> _Text provided_:
▬▬▬▬▬▬▬▬▬▬
The asbestos was only discovered after a fire in one of the switch boards cause the asbestos sheeting to break, revealing the dangerous asbestos fibres within. 

WorkplaceOHS.com reported on the case:

The CFMEU has advised its members that asbestos was found in pre-assembled structures imported from Indonesia for installation at local building sites.

The alert was issued after the union learnt that the Bechtel Construction Pty Ltd site on Curtis Island near Gladstone, Queensland, had imported sheds built from converted shipping containers.

They were assembled in Indonesia and supplied by the international company METITO Pty Ltd to house the Motor Control Centres for the Sewage Treatment Plant.

CFMEU QLD/NT safety officer Andrew Ramsay said tests had confirmed the internal linings of the sheds consisted of Asbestos Cement Sheeting/Tiles on the walls, floors and ceilings.

‘As we are all aware the importation of asbestos products has been banned through the Customs Act in Australia since 31 December 2003,’ he said.

‘The asbestos in these sheds came to light after a fire in one of the switch boards caused the sheeting to be broken and exposed the fibres to the workers involved.’

‘The Union is concerned that many electricians may also have been exposed during fit-out of these sheds before the alarm was raised.’

Source: http://www.workplaceohs.com.au/hazards/hazardous-substancesdangerous-goods/asbestos-news-tainted-supplies-from-overseas-plus-more

The report goes on to report on the latest Mesothelioma figures in Oz which are among the highest in the world. It is expected that up to 18,000 more Australians will die from mesothelioma by 2020. Mesothelioma is the cancer of the pleura. This disease grows and spreads quickly before the symptoms appear which makes early diagnosis and treatments harder.  The average survival time after diagnosis is only 6-18 months. A very small exposure to asbestos can be enough to trigger the cancer. The danger of this disease is that there may be a lag time of 20 to 40 years after asbestos exposure before mesothelioma results.

The report goes on to cite the following statistics:

Mesothelioma report reveals diagnosis and death rates

Meanwhile, Safe Work Australia has published a statistical report containing data on the number of mesothelioma sufferers diagnosed between 1982 and 2008, as well as the number of deaths due to mesothelioma between 1997 and 2007.
▬▬▬▬▬▬▬▬▬▬
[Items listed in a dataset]
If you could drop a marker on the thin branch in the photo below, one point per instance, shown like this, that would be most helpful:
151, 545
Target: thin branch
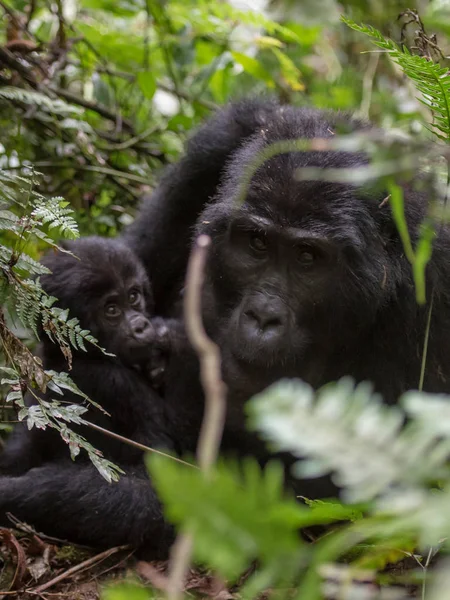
94, 106
7, 58
80, 567
215, 401
47, 164
130, 442
210, 359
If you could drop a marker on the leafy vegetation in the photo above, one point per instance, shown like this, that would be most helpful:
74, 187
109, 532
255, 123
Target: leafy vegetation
98, 97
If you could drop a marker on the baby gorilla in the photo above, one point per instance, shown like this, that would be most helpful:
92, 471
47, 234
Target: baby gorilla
104, 285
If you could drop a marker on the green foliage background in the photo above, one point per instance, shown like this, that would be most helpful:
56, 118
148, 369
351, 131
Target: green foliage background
99, 96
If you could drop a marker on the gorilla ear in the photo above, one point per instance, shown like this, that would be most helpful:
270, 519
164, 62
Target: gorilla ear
148, 295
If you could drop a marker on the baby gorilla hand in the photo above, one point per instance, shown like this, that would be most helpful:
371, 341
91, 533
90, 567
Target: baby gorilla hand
169, 337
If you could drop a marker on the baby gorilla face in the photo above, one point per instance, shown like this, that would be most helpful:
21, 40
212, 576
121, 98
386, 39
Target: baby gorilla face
105, 286
124, 327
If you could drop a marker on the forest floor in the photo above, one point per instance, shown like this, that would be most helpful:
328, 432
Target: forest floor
34, 566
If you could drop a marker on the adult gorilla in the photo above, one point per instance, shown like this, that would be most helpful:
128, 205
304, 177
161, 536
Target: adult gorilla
305, 278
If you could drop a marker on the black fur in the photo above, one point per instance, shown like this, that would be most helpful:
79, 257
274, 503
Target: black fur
305, 279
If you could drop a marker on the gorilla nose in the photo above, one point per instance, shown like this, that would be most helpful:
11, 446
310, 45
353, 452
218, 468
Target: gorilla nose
264, 318
142, 329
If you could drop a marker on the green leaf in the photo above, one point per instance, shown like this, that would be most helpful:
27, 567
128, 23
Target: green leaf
253, 67
219, 84
147, 83
236, 513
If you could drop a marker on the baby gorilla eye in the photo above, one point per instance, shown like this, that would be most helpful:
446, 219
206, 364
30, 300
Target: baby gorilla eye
258, 242
134, 296
112, 310
306, 257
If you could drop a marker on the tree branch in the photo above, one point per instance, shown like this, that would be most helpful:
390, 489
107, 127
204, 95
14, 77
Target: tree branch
215, 401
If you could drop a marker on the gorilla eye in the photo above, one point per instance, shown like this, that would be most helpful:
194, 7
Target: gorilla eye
306, 257
258, 242
134, 297
112, 310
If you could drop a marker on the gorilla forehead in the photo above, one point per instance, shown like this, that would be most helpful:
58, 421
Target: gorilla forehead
323, 208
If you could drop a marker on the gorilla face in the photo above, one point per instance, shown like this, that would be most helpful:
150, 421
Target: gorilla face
297, 273
106, 287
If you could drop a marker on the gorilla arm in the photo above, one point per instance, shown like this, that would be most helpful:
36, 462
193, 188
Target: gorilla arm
161, 234
73, 502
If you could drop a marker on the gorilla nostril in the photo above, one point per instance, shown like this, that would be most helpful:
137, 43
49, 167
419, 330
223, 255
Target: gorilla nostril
140, 326
264, 322
270, 323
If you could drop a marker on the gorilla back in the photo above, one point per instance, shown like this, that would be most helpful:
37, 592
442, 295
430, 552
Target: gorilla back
305, 278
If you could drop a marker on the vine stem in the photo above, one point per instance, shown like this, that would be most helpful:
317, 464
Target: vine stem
215, 401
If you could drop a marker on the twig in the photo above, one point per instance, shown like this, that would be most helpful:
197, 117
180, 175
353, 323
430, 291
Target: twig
7, 58
80, 567
132, 141
215, 400
47, 164
162, 86
94, 106
367, 85
210, 359
142, 447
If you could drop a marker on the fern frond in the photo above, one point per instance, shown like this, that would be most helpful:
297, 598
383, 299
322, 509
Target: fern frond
432, 80
347, 430
52, 105
55, 212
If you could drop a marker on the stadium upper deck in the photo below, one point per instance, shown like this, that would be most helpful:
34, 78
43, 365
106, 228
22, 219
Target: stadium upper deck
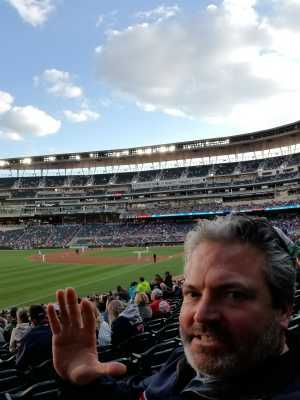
283, 136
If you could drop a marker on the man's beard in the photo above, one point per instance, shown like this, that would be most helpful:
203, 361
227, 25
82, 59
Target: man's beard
240, 357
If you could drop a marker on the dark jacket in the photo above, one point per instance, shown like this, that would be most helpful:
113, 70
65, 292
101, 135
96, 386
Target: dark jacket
278, 379
35, 347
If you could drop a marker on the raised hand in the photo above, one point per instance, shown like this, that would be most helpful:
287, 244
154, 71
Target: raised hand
74, 349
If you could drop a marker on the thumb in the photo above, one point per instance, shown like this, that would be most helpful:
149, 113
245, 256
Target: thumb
113, 368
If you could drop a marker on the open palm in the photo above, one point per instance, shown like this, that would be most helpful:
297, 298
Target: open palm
75, 355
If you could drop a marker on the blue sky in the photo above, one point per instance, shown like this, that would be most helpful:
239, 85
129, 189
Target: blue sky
92, 75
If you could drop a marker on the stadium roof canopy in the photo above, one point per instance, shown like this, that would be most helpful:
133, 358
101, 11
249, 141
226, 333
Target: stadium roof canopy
283, 136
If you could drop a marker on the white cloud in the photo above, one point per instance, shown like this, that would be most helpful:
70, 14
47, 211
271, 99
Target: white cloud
15, 136
59, 83
6, 101
81, 116
19, 122
100, 20
225, 64
34, 12
159, 13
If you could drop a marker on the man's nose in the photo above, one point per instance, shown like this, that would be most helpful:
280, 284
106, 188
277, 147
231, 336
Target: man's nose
207, 309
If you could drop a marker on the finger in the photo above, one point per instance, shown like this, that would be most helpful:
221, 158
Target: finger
63, 311
74, 308
88, 316
112, 368
53, 320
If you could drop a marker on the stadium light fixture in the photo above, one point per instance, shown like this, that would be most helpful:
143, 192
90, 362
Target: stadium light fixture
26, 161
49, 159
163, 149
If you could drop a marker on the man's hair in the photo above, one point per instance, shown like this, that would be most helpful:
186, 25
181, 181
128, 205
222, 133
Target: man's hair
22, 315
156, 294
114, 308
279, 266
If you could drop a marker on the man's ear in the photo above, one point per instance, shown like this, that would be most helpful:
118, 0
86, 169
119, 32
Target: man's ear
284, 314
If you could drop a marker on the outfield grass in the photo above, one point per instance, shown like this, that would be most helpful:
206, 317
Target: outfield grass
24, 282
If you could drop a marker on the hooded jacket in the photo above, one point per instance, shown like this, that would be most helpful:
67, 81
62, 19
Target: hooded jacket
128, 324
276, 379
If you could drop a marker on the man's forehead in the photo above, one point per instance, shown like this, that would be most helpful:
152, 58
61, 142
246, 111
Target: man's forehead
231, 259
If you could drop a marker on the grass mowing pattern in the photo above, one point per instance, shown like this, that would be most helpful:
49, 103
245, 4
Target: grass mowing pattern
23, 282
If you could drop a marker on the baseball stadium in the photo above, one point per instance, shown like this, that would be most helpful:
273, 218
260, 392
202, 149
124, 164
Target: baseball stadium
95, 220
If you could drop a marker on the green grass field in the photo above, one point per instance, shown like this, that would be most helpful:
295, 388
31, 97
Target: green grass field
24, 282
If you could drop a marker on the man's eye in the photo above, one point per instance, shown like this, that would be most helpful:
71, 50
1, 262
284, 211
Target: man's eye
191, 295
235, 295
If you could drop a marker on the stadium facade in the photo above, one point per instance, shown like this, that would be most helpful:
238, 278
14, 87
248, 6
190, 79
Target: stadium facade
257, 173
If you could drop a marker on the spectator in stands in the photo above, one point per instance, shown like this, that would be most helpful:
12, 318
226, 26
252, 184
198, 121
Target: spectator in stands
159, 306
36, 345
132, 290
3, 320
12, 323
103, 331
122, 294
297, 257
233, 324
125, 322
102, 307
23, 326
143, 286
142, 300
168, 280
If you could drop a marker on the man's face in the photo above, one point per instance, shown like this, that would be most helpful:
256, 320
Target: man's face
227, 321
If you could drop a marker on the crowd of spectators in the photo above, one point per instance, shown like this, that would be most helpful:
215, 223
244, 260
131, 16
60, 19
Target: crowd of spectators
130, 233
119, 317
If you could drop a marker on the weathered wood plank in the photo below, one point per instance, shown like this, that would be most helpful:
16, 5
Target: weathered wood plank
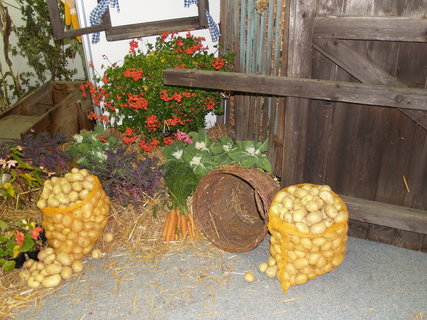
364, 70
377, 95
388, 215
371, 28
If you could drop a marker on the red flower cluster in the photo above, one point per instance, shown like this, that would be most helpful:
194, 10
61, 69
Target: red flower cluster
136, 102
210, 104
132, 46
133, 73
102, 138
129, 138
151, 123
218, 63
92, 116
174, 121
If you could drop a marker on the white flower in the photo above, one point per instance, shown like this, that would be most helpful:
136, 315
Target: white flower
101, 155
227, 147
252, 151
177, 154
195, 161
78, 138
200, 146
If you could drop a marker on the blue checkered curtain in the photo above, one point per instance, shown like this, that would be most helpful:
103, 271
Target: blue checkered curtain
95, 17
213, 26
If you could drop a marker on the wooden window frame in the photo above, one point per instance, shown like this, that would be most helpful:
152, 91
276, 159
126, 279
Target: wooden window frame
114, 33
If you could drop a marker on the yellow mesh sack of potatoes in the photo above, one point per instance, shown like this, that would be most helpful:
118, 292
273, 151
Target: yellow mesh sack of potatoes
75, 211
308, 225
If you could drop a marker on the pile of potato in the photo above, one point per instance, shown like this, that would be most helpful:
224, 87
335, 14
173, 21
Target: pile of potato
308, 226
75, 211
50, 270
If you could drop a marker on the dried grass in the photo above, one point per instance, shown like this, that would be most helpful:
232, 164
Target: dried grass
137, 238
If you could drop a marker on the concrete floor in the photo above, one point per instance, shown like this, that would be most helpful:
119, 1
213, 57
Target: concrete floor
376, 281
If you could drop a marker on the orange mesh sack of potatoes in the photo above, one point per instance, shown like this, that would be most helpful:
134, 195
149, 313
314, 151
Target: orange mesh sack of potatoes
75, 211
308, 225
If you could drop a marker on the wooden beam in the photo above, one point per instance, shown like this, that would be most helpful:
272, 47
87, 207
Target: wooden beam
136, 30
58, 26
371, 28
377, 95
385, 214
364, 70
▬▬▬▬▬▬▬▬▬▬
> _Work request 1_: According to the asbestos article, since what date has Australia banned the importation of asbestos products?
> _Work request 2_: Continue the asbestos article from the point where it stops.

> _Written answer 1_: 31 December 2003

> _Written answer 2_:
The key findings are summarised below:

New cases diagnosed

 •In 2008 there were 661 new cases of mesothelioma diagnosed in Australia.

The number of new cases decreased from a previous peak of 652 new cases in 2003 to 591 new cases in 2006: initially suggesting a decreasing trend. However, the number of diagnoses reported in 2007 reached a new peak of 668 cases. This increase between 2006 and 2007 was mainly due to the increase in diagnoses for men (from 487 to 561 new cases respectively).

 •In 2008, the age-standardised incidence rate of new cases of mesothelioma was 2.9 per 100 000 population.

This rate has increased over time, from 1.2 cases in 1982 to a peak of 3.2 in 2003. In 2008, the highest age-specific incidence rate of new cases occurred among men aged 85 years and over: 48 cases per 100 000 population aged 85 years and over.

Deaths due to mesothelioma

•In 2007 there were 551 deaths attributed to mesothelioma.

Data on the number of deaths due to mesothelioma are available for the years 1997 to 2007. Reflecting the increase in incidence of new cases diagnosed, the overall number of deaths resulting from mesothelioma generally increased over the period between 1997 and 2007: reaching a maximum of 551 deaths in 2007.

 •In 2007, the age-standardised rate of death due to mesothelioma was 2.4 deaths per 100 000 population.

The overall age-standardised rate has remained relatively stable over the 10 years for which data are available. Over the period the standardised rate has ranged between a minimum of 2.1 deaths per 100 000 population in 1999 and a maximum of 2.7 in 2001.’

Source: http://www.workplaceohs.com.au/hazards/hazardous-substancesdangerous-goods/asbestos-news-tainted-supplies-from-overseas-plus-more

 Posted by Steven Asnicar

 

White Card Online News Update: Dangers of Inhaling Asbestos Fibres in Construction

Danger of Asbestos

The danger of asbestos is often heightened by its inhalation. While renovating old buildings or working with old doors or materials that contained asbestos there is the chance that workers will be exposed to dust that potentially contains asbestos fibres.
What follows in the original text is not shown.